Exercise details - Please retype the lines of the listing between the line holding "man in white" and the line holding "[[455, 577], [166, 206]]", inclusive, with no changes.

Dataset records -
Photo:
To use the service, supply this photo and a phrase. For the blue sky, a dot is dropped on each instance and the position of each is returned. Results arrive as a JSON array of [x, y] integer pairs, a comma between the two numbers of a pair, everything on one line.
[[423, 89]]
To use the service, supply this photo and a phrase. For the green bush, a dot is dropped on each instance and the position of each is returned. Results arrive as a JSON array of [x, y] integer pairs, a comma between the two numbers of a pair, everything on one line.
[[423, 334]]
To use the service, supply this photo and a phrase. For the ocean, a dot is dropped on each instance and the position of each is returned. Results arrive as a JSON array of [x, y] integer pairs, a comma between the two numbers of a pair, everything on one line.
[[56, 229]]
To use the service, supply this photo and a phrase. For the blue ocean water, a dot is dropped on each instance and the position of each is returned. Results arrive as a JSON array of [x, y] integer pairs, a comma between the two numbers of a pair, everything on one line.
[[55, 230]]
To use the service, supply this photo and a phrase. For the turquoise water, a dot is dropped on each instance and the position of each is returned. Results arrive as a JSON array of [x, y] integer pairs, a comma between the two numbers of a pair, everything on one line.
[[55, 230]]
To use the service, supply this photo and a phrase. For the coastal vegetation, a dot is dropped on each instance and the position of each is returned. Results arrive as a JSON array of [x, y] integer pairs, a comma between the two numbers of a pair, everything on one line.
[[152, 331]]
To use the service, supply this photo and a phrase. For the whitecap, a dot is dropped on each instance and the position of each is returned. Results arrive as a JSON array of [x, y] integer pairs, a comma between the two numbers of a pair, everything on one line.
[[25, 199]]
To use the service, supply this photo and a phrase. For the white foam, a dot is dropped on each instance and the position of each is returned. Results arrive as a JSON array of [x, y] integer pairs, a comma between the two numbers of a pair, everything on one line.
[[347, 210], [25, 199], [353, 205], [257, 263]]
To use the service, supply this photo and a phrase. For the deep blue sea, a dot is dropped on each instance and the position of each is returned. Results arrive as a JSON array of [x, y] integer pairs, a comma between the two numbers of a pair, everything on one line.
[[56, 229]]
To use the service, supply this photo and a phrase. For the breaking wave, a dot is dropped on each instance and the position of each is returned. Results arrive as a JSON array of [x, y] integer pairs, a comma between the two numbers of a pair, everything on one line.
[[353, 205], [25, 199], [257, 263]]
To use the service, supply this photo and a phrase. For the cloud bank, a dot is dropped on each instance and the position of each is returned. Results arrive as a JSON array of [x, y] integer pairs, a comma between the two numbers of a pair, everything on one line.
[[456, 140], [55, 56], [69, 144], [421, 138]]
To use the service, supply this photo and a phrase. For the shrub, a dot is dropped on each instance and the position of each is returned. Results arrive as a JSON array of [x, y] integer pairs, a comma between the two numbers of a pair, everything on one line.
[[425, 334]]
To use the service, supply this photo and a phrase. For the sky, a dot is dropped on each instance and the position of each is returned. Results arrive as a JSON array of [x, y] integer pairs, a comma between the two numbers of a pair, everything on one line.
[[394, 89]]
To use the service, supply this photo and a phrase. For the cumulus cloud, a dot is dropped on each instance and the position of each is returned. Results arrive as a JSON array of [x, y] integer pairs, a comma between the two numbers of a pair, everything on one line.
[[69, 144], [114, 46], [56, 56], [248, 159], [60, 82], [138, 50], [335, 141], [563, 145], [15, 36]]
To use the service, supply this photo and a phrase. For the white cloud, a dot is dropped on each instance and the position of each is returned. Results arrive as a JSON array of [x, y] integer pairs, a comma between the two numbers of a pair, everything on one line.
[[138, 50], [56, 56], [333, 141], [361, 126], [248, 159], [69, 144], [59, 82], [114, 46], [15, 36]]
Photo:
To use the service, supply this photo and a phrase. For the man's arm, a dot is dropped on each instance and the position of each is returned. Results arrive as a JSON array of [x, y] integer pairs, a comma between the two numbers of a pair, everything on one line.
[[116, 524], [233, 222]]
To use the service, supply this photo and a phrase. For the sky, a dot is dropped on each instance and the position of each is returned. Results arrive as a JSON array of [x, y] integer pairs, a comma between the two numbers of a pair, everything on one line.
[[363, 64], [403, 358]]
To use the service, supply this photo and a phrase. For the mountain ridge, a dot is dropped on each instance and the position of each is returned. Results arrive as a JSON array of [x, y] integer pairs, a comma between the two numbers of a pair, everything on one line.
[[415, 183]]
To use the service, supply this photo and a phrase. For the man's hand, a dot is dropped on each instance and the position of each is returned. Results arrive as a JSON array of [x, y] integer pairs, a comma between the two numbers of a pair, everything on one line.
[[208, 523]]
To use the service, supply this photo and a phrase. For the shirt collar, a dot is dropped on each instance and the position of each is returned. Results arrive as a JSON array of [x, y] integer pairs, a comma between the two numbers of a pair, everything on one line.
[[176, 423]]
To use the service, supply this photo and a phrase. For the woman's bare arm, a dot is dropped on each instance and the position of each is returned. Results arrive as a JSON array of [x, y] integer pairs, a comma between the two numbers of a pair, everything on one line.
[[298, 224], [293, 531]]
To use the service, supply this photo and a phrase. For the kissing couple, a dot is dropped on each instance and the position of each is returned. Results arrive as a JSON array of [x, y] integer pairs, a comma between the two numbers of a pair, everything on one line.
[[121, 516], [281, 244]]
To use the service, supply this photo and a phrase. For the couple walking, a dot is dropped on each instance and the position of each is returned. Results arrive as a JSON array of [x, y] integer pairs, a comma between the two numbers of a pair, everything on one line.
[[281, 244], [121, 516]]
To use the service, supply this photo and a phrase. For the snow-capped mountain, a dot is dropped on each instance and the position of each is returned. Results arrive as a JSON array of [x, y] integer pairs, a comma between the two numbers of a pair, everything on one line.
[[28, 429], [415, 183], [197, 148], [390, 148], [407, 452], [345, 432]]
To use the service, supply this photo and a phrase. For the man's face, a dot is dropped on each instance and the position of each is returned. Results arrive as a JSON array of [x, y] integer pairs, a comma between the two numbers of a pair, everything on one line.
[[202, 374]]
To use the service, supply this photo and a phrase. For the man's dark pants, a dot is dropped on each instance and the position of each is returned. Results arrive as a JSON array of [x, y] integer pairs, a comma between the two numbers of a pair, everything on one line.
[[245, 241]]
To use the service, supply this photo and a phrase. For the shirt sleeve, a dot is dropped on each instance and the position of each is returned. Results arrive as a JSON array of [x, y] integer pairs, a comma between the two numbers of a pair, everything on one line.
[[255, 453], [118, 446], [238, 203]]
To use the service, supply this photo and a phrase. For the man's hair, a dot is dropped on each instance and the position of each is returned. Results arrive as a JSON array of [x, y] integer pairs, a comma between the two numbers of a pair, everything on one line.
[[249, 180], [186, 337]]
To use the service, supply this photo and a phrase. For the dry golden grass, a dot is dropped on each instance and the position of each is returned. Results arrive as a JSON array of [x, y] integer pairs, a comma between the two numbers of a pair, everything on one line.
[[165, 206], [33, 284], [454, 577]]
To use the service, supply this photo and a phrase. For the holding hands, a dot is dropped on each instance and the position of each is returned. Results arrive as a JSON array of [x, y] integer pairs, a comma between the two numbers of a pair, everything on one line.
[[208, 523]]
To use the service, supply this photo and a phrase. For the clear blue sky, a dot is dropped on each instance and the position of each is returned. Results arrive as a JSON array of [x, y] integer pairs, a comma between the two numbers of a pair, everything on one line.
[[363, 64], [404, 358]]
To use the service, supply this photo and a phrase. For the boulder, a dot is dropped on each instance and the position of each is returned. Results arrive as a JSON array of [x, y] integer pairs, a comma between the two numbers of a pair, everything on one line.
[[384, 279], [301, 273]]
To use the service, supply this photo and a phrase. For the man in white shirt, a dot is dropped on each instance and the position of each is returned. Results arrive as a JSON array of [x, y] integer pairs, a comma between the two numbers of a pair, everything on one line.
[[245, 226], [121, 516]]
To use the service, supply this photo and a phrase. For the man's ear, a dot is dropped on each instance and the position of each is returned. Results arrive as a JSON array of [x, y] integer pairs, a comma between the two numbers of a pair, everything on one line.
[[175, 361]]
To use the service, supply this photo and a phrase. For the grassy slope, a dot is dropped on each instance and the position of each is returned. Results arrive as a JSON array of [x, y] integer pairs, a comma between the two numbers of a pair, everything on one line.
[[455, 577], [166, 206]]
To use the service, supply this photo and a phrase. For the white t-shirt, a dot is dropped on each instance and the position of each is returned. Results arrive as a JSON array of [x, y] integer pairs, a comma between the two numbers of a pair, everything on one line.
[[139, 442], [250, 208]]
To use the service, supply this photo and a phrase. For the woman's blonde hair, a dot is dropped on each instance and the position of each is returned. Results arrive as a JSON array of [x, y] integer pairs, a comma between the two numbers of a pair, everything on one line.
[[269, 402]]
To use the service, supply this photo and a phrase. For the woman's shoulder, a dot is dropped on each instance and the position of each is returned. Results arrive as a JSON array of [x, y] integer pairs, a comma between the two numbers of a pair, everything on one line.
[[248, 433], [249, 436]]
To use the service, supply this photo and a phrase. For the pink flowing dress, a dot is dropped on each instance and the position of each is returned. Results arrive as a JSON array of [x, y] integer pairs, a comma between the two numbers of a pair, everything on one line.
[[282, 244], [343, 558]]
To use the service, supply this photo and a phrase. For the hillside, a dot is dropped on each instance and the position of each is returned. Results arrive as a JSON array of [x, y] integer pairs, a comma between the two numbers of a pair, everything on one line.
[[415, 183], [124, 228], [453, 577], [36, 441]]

The reply -
To use the service, supply this photo and a phrase. For the man in white shirt, a dot is dropped on each instance and the position of each is returned. Results arrive as a JSON array of [x, y] integer pairs, a comma between the two numbers of a pair, everything on one line.
[[245, 226], [121, 516]]
To use the service, supply this photo and a phrase. For the man's ear, a dot is dropped on each instance and the position of each is returned. Results arrive as a JSON array of [x, y] integer pairs, a comma between the two numbers of a pair, everything on one line.
[[175, 361]]
To use the service, supply this photo and a phrase. For the grassy slope, a dot is dropped on each instance and the position of each is returned. Results arrive as a JSON array of [x, y] integer pairs, a comma between the two numbers of a pair, everything on one line.
[[455, 577], [166, 206]]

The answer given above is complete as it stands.